Activity ->
Copy out the entries below exactly as they stand, but only from the line containing "Where can the dirt" through the line containing "Where can the shrub".

Provided information ->
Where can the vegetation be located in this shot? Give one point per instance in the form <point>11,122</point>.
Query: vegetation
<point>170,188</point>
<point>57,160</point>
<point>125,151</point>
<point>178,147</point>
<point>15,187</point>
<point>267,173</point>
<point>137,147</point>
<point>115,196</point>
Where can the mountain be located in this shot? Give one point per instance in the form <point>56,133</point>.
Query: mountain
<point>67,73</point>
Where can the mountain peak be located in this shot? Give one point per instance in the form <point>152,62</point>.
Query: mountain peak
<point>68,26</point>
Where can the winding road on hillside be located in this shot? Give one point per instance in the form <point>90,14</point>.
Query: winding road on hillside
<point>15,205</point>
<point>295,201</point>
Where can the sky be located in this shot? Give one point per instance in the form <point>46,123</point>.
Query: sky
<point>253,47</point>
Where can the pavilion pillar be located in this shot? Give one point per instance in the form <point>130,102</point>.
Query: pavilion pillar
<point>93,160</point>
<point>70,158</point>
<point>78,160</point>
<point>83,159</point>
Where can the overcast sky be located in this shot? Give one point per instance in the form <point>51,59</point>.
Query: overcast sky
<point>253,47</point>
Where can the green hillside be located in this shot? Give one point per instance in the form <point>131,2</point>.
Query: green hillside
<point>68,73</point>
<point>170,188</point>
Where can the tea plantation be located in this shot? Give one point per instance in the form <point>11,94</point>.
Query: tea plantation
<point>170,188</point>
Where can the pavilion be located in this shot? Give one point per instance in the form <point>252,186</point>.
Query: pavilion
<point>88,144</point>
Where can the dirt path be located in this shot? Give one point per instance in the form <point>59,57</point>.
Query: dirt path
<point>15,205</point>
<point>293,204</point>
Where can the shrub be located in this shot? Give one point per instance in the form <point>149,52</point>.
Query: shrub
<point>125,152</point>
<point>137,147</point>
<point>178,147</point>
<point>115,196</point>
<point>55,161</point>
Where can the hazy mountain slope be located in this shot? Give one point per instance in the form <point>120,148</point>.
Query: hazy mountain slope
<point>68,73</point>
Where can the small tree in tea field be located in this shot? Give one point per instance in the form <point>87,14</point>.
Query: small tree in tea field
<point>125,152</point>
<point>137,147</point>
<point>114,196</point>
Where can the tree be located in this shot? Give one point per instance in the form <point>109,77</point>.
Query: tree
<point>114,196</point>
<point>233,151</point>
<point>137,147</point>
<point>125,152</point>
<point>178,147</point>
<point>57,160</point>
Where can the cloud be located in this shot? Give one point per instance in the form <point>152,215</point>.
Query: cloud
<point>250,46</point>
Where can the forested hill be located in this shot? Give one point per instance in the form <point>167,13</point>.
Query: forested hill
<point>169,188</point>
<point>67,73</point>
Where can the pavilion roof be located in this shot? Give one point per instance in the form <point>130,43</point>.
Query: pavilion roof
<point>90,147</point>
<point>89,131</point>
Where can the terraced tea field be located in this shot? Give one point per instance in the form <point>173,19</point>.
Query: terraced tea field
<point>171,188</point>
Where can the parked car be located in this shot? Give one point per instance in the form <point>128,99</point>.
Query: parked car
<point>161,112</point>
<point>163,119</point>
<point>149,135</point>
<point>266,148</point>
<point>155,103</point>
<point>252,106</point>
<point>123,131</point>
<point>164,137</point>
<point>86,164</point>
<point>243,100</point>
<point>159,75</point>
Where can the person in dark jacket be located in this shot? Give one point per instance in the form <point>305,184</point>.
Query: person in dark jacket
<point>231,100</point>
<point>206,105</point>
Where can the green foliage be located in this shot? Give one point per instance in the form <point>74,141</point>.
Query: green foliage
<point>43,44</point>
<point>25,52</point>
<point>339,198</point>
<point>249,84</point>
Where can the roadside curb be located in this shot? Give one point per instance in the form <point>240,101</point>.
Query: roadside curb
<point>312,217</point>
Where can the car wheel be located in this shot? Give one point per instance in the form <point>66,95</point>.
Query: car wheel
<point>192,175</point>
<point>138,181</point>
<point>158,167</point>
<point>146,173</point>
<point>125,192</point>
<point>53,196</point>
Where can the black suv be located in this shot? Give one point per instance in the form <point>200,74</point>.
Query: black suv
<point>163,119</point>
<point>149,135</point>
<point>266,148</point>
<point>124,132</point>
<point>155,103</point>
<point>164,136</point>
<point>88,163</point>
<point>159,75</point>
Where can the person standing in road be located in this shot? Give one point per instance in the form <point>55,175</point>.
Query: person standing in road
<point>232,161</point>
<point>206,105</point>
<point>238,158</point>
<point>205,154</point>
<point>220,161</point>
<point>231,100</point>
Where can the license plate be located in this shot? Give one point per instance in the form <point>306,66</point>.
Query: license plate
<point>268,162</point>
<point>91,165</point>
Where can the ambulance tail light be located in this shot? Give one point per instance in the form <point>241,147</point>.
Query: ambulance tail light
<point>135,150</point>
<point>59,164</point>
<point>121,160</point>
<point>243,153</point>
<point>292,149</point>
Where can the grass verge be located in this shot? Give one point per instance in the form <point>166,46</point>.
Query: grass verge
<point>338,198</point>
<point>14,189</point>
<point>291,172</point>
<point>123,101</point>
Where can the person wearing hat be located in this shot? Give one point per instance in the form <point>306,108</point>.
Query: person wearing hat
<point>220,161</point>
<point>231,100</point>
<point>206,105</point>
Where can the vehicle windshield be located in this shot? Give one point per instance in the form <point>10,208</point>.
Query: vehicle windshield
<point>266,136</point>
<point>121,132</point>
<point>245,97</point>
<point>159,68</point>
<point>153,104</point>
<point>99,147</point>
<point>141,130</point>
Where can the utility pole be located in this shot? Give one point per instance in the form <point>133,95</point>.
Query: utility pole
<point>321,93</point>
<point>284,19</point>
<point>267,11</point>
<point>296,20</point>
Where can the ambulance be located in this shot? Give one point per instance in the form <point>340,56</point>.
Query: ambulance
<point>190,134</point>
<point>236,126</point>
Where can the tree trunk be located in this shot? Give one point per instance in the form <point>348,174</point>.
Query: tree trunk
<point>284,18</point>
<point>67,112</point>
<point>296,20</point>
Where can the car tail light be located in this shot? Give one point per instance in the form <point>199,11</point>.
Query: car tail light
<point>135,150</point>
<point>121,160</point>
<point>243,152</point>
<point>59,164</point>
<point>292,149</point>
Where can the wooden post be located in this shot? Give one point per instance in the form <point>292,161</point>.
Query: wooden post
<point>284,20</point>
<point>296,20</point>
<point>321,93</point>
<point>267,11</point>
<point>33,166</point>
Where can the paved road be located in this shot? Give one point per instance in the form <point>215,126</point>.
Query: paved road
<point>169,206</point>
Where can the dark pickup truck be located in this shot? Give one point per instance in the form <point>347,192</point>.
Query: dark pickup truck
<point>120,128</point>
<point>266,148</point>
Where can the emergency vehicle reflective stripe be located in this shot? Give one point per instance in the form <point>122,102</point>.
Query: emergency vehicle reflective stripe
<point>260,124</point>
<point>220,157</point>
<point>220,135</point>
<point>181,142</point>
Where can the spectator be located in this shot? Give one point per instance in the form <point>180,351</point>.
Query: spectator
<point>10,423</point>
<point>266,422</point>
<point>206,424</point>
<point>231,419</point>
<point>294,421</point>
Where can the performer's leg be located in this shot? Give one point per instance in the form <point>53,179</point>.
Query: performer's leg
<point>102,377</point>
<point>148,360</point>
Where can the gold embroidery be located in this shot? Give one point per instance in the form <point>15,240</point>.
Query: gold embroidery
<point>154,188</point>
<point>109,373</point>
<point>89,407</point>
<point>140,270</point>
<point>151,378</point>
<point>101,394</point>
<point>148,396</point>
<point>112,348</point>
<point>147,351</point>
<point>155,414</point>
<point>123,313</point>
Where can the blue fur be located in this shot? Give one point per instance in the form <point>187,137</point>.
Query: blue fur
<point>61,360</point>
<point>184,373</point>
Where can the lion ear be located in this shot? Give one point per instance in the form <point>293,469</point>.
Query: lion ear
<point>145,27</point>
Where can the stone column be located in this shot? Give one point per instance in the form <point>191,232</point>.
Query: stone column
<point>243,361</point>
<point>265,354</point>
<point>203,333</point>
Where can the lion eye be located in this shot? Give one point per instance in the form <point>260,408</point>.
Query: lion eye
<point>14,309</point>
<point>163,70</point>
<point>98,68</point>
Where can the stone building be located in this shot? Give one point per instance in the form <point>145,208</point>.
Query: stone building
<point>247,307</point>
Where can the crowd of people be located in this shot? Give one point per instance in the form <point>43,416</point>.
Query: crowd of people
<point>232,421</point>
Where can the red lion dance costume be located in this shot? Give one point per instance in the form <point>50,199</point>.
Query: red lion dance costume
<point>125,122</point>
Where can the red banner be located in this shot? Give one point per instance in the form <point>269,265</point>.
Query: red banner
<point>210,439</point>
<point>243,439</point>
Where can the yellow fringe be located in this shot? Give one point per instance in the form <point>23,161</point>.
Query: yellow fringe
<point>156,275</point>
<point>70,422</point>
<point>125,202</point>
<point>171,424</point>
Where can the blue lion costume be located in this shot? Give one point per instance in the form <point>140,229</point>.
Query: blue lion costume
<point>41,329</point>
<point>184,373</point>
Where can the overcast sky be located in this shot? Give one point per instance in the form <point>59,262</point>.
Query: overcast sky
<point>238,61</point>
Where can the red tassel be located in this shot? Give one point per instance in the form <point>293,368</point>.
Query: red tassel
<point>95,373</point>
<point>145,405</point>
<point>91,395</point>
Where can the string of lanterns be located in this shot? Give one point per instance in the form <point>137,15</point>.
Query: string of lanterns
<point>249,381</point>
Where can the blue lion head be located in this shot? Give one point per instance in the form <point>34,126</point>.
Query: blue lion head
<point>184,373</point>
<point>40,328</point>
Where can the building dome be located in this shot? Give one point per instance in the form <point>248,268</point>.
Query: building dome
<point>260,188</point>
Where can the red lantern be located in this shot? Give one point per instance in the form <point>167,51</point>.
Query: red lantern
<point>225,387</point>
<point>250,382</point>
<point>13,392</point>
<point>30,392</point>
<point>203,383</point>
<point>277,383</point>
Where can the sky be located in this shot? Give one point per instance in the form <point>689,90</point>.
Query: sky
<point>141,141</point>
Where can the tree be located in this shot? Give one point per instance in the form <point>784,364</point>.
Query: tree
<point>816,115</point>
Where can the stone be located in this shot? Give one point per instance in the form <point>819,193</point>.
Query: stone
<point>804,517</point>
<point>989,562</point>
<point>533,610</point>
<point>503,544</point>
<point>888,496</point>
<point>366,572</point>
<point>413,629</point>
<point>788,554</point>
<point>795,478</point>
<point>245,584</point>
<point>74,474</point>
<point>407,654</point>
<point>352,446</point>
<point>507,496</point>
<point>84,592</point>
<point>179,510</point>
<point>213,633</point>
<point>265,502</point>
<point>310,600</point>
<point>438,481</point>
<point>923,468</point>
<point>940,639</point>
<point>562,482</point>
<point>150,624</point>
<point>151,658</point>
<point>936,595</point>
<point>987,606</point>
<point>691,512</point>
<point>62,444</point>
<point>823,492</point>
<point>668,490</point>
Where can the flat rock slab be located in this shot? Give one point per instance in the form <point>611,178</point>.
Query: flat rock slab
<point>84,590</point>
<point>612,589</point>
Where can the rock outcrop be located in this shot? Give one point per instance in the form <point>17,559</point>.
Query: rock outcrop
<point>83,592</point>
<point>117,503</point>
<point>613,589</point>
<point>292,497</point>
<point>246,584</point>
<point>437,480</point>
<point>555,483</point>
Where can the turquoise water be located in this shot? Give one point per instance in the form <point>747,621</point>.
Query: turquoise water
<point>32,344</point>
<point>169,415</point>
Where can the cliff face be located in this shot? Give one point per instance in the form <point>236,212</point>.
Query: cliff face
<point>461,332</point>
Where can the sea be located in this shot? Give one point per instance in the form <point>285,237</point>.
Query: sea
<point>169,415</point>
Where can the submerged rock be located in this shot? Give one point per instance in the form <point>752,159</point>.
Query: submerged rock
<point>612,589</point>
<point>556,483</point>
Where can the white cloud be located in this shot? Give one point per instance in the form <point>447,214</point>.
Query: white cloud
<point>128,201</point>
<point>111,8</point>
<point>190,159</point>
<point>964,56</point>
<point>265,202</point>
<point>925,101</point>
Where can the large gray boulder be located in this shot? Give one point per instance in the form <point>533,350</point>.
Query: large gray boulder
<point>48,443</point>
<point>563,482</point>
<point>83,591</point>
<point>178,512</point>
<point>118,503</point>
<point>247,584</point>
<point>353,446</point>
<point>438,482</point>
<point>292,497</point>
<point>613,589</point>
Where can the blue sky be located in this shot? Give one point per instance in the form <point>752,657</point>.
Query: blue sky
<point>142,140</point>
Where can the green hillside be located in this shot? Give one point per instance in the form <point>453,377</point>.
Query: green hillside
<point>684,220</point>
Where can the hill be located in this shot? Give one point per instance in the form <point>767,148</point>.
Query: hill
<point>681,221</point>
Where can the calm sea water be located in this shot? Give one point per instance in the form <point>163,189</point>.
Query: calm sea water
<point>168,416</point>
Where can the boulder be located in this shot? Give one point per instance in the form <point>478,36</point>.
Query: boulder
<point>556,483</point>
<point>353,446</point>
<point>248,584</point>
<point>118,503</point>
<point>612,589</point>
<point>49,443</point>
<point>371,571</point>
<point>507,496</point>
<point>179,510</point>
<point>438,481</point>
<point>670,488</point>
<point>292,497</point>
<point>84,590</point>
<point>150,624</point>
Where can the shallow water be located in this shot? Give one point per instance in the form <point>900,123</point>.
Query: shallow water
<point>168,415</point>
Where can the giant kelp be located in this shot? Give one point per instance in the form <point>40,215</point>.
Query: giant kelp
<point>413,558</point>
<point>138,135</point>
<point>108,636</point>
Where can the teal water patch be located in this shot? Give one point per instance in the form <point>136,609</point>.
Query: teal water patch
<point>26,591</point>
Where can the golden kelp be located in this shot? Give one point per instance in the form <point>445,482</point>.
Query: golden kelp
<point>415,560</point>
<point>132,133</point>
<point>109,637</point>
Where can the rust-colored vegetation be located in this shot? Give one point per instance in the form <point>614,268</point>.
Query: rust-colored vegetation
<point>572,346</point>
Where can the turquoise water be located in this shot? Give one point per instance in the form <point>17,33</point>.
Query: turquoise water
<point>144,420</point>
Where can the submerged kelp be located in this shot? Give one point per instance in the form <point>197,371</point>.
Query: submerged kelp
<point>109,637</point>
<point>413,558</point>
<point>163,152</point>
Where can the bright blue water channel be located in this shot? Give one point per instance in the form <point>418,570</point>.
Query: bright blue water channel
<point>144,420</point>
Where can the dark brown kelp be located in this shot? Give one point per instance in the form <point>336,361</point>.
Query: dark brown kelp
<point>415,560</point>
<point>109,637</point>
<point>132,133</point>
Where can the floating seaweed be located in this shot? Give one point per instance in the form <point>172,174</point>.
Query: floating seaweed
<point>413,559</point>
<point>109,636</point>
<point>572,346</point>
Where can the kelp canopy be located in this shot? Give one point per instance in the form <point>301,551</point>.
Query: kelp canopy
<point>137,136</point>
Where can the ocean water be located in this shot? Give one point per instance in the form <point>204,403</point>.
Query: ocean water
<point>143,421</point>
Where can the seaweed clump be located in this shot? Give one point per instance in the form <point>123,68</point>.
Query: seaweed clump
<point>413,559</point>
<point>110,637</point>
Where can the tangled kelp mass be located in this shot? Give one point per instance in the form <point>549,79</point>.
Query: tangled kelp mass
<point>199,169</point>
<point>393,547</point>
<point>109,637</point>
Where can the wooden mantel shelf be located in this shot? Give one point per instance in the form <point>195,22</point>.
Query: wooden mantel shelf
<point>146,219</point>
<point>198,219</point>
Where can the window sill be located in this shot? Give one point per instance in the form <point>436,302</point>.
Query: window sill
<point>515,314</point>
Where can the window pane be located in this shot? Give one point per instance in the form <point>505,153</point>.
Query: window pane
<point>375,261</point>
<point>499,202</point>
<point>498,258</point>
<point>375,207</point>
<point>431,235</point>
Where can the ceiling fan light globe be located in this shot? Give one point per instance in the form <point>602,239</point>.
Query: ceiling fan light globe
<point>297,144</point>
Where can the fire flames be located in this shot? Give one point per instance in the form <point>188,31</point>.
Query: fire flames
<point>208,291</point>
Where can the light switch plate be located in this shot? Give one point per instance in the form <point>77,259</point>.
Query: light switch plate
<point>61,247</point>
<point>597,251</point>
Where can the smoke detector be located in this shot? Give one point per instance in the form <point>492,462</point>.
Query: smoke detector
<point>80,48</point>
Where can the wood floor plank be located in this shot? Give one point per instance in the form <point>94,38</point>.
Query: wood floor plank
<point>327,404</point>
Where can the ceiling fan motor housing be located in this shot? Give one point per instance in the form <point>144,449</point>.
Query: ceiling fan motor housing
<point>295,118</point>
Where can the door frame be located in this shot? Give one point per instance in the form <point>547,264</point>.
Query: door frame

Solution for this task ->
Where can the dirt path be located in this shot? Give one point per instance in the form <point>59,57</point>.
Query: dirt path
<point>15,205</point>
<point>293,204</point>
Where can the shrub be located in this shot? Give one point per instance in the form <point>149,52</point>.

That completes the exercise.